[WHAT THE TASK ASKS]
Locate each line in the records below that contains the string "positive", and copy every such line in full.

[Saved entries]
-- Opening Marker --
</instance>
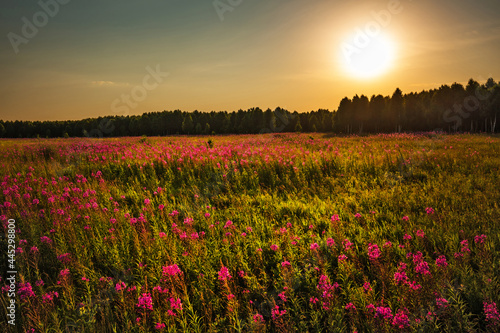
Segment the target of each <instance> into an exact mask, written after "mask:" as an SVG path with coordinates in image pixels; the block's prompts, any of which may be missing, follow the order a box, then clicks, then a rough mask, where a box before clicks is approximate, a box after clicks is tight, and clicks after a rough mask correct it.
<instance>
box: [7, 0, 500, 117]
mask: <svg viewBox="0 0 500 333" xmlns="http://www.w3.org/2000/svg"><path fill="white" fill-rule="evenodd" d="M55 1H56V0H45V2H46V3H51V2H54V3H55ZM57 1H60V2H57V4H58V7H59V8H56V9H57V13H55V14H54V15H52V16H51V15H47V18H48V19H47V22H46V24H40V27H38V28H37V29H38V31H37V33H34V34H33V35H34V36H31V37H30V38H25V37H26V34H23V31H22V29H23V25H24V24H25V21H24V22H23V21H22V18H23V17H24V18H26V19H27V20H28V21H29V22H30V23H33V19H34V15H35V16H36V15H38V19H40V18H42V19H43V15H42V16H40V15H41V14H39V13H40V12H41V11H43V9H42V8H41V7H40V5H39V4H37V3H34V2H30V1H27V0H23V1H16V2H14V1H12V0H9V1H6V2H3V3H2V4H1V5H0V6H1V12H2V14H1V15H2V20H1V23H0V29H1V30H2V32H3V35H4V36H5V37H4V38H3V39H2V42H1V43H2V45H1V46H2V47H1V48H0V66H1V70H2V74H3V75H2V76H1V78H0V91H1V92H0V102H1V105H0V106H1V108H0V110H1V111H0V119H3V120H73V119H82V118H89V117H97V116H110V115H127V114H129V115H133V114H141V113H143V112H152V111H162V110H175V109H181V110H184V111H193V110H195V109H196V110H201V111H212V110H215V111H220V110H227V111H233V110H238V109H248V108H250V107H260V108H262V109H267V108H271V109H274V108H276V107H277V106H280V107H283V108H285V109H288V110H290V111H294V110H297V111H299V112H304V111H311V110H317V109H319V108H323V109H330V110H333V109H336V108H337V107H338V104H339V102H340V100H341V99H342V98H343V97H345V96H347V97H352V96H353V95H355V94H358V95H361V94H364V95H367V96H371V95H373V94H379V93H380V94H383V95H390V94H391V93H392V92H393V91H394V90H395V89H396V88H397V87H399V88H401V89H402V90H403V92H404V93H408V92H412V91H421V90H423V89H432V88H438V87H439V86H440V85H441V84H452V83H454V82H460V83H463V84H465V83H466V82H467V81H468V79H469V78H474V79H476V80H478V81H480V82H481V81H485V80H486V79H487V78H488V77H493V78H495V79H496V80H498V79H500V66H499V65H498V54H499V51H500V20H499V18H500V3H499V2H498V1H493V0H491V1H480V2H477V3H473V2H472V1H468V0H459V1H451V0H450V1H448V0H446V1H430V0H423V1H410V0H406V1H403V0H402V1H393V0H391V1H378V0H377V1H354V0H350V1H338V2H334V1H333V2H332V1H309V2H305V1H297V0H268V1H262V0H259V1H247V0H241V1H239V2H238V1H233V2H232V3H233V4H234V3H239V4H237V5H229V3H230V2H228V1H227V0H220V1H219V2H215V3H216V4H218V5H219V9H218V10H217V9H216V8H215V7H214V1H202V0H193V1H191V2H185V1H184V2H183V1H159V0H147V1H144V2H140V3H136V2H133V1H128V0H127V1H118V0H109V1H106V2H102V1H96V0H90V1H87V2H85V3H79V2H76V1H69V2H68V3H66V4H60V3H63V2H65V1H62V0H57ZM66 1H67V0H66ZM391 9H393V10H392V11H391ZM52 10H54V11H56V10H55V9H54V8H52ZM374 13H378V15H379V18H378V19H377V15H375V14H374ZM384 13H385V14H384ZM387 13H390V15H389V16H387V15H386V14H387ZM384 15H385V16H384ZM380 17H382V18H383V19H385V21H384V20H383V19H381V18H380ZM221 18H222V19H223V20H221ZM39 23H40V22H39ZM42 23H44V22H42ZM377 25H378V29H376V30H371V32H372V35H373V37H370V38H371V40H373V38H375V37H377V36H383V37H384V38H385V39H389V40H391V43H392V45H393V47H394V53H393V60H392V61H390V63H389V65H388V67H387V69H386V70H384V71H383V72H381V73H379V74H378V75H376V76H374V77H371V78H369V79H361V78H359V77H356V76H355V75H352V74H349V72H348V71H346V65H345V52H344V53H343V51H342V50H343V48H342V45H344V47H345V45H346V43H347V44H348V45H351V46H354V47H356V43H355V41H354V40H353V36H355V35H356V32H358V37H359V32H360V31H361V32H362V33H365V34H366V33H368V32H370V30H367V26H370V27H371V28H372V29H374V28H377ZM25 30H26V29H25ZM25 32H26V31H25ZM20 40H23V42H20ZM13 41H14V42H13ZM358 41H359V40H358ZM16 43H17V44H16ZM359 45H360V44H359ZM359 45H358V46H359ZM16 48H17V51H18V52H17V53H16V50H15V49H16ZM357 48H358V50H359V51H360V52H363V50H364V48H363V47H357ZM383 48H384V47H383ZM365 51H366V50H365ZM369 58H371V59H372V60H373V59H375V58H373V57H372V56H369ZM155 71H157V72H159V74H153V73H154V72H155ZM164 73H168V76H167V75H166V74H164ZM127 96H129V97H127Z"/></svg>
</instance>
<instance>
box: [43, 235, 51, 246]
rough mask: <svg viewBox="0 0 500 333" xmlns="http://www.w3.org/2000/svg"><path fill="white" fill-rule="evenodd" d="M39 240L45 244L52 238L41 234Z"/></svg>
mask: <svg viewBox="0 0 500 333" xmlns="http://www.w3.org/2000/svg"><path fill="white" fill-rule="evenodd" d="M40 241H41V242H42V243H45V244H50V243H52V239H50V238H49V237H47V236H42V237H40Z"/></svg>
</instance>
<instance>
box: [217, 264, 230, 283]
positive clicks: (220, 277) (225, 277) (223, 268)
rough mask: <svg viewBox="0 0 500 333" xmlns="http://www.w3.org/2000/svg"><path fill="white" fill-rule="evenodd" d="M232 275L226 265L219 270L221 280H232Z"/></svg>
mask: <svg viewBox="0 0 500 333" xmlns="http://www.w3.org/2000/svg"><path fill="white" fill-rule="evenodd" d="M231 278H232V276H231V274H229V270H228V269H227V267H226V266H222V267H221V269H220V271H219V280H221V281H227V280H231Z"/></svg>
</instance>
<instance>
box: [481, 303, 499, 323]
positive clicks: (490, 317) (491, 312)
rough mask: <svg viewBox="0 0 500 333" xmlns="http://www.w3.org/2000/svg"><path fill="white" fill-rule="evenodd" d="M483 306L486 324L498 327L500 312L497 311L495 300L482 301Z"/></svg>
mask: <svg viewBox="0 0 500 333" xmlns="http://www.w3.org/2000/svg"><path fill="white" fill-rule="evenodd" d="M483 306H484V314H485V316H486V321H487V322H488V326H490V327H500V314H499V313H498V309H497V304H496V303H495V302H491V303H488V302H483Z"/></svg>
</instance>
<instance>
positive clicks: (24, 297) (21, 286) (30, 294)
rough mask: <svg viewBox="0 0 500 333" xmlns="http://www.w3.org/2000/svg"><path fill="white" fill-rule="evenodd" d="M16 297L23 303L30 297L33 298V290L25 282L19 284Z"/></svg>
mask: <svg viewBox="0 0 500 333" xmlns="http://www.w3.org/2000/svg"><path fill="white" fill-rule="evenodd" d="M18 288H19V289H18V291H17V293H18V295H19V298H20V299H21V301H25V300H27V299H28V298H30V297H34V296H35V293H34V292H33V288H32V287H31V284H30V283H28V282H26V283H19V287H18Z"/></svg>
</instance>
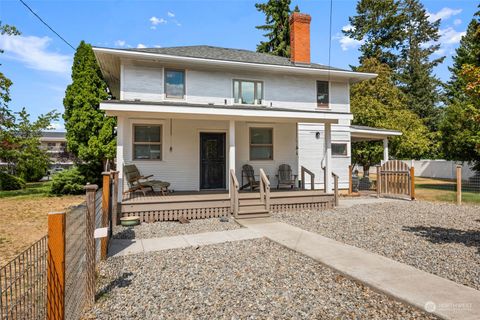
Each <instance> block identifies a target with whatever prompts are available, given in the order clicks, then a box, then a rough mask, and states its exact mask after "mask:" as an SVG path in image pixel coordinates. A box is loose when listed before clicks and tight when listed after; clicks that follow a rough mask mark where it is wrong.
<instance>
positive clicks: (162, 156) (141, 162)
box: [130, 119, 166, 163]
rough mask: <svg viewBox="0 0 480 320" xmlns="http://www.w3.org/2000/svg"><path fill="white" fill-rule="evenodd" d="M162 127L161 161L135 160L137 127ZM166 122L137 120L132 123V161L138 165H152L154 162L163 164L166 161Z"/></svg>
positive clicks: (130, 124)
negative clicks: (165, 123) (140, 164)
mask: <svg viewBox="0 0 480 320" xmlns="http://www.w3.org/2000/svg"><path fill="white" fill-rule="evenodd" d="M142 125H143V126H160V151H161V157H160V159H135V149H134V144H135V142H134V140H135V130H134V128H135V126H142ZM165 127H166V124H165V121H158V120H148V119H135V120H131V121H130V135H131V137H130V161H132V162H136V163H142V162H144V163H152V162H163V161H165V160H164V159H165V143H166V139H165V129H166V128H165Z"/></svg>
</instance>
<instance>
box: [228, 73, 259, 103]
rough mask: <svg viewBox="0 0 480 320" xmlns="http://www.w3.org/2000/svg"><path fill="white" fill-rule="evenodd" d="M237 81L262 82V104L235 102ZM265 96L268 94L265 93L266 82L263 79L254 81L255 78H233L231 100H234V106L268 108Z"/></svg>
mask: <svg viewBox="0 0 480 320" xmlns="http://www.w3.org/2000/svg"><path fill="white" fill-rule="evenodd" d="M235 81H240V82H241V81H245V82H254V83H255V82H261V83H262V91H263V92H262V93H263V94H262V103H259V104H251V103H238V102H235ZM265 96H266V93H265V81H264V80H263V79H253V78H249V79H246V78H242V77H233V78H231V97H232V98H231V99H232V104H233V105H235V106H251V107H253V106H254V107H258V106H261V107H264V106H266V105H267V104H266V103H265V102H266V101H265Z"/></svg>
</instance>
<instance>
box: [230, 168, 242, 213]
mask: <svg viewBox="0 0 480 320" xmlns="http://www.w3.org/2000/svg"><path fill="white" fill-rule="evenodd" d="M239 189H240V186H239V184H238V180H237V177H236V175H235V170H234V169H230V211H231V212H232V213H233V216H234V217H235V218H237V217H238V202H239V200H238V190H239Z"/></svg>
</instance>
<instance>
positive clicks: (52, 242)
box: [47, 212, 65, 320]
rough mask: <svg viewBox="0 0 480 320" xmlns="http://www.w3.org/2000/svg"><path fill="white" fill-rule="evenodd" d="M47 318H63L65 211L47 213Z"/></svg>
mask: <svg viewBox="0 0 480 320" xmlns="http://www.w3.org/2000/svg"><path fill="white" fill-rule="evenodd" d="M47 258H48V259H47V319H49V320H63V319H64V318H65V212H50V213H49V214H48V256H47Z"/></svg>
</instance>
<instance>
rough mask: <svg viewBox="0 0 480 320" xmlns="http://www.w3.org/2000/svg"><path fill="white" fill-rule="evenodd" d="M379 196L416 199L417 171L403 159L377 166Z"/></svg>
mask: <svg viewBox="0 0 480 320" xmlns="http://www.w3.org/2000/svg"><path fill="white" fill-rule="evenodd" d="M377 196H379V197H382V196H383V197H385V196H387V197H401V198H405V197H407V198H409V199H412V200H413V199H415V172H414V168H413V167H412V168H410V167H409V166H408V165H407V164H406V163H405V162H403V161H401V160H389V161H387V162H385V163H384V164H382V165H381V166H378V167H377Z"/></svg>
-- Closing Marker --
[OUTPUT OF THE TASK]
positive clicks: (220, 277) (225, 277) (223, 268)
positive clicks: (490, 317) (491, 312)
positive clicks: (24, 297) (21, 286) (30, 294)
positive clicks: (162, 156) (141, 162)
positive clicks: (130, 124)
positive clicks: (52, 242)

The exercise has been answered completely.